>>>>>

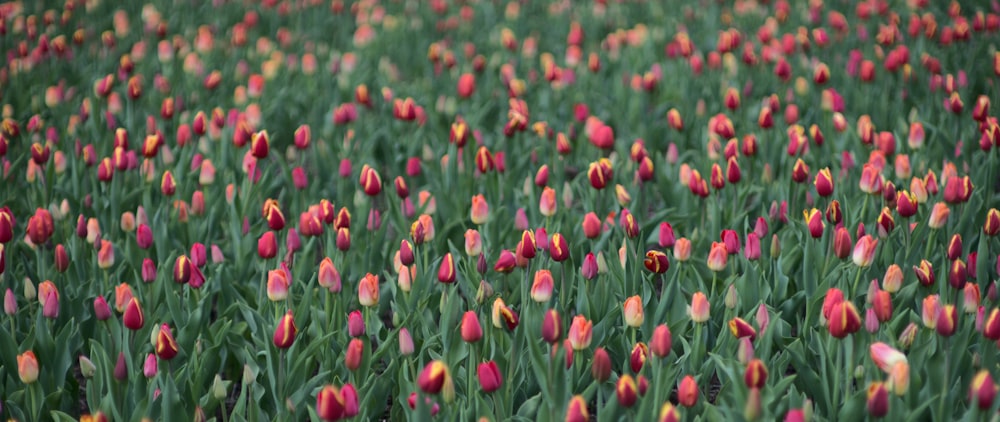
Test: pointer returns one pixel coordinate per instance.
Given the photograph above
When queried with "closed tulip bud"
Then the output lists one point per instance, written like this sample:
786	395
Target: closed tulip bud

<<<<<

[TASK TO COMPLETE]: Find every line above that includes the word "closed", then state how many there are and nothing more.

[SOLUTION FOR THIS PROBLEM]: 2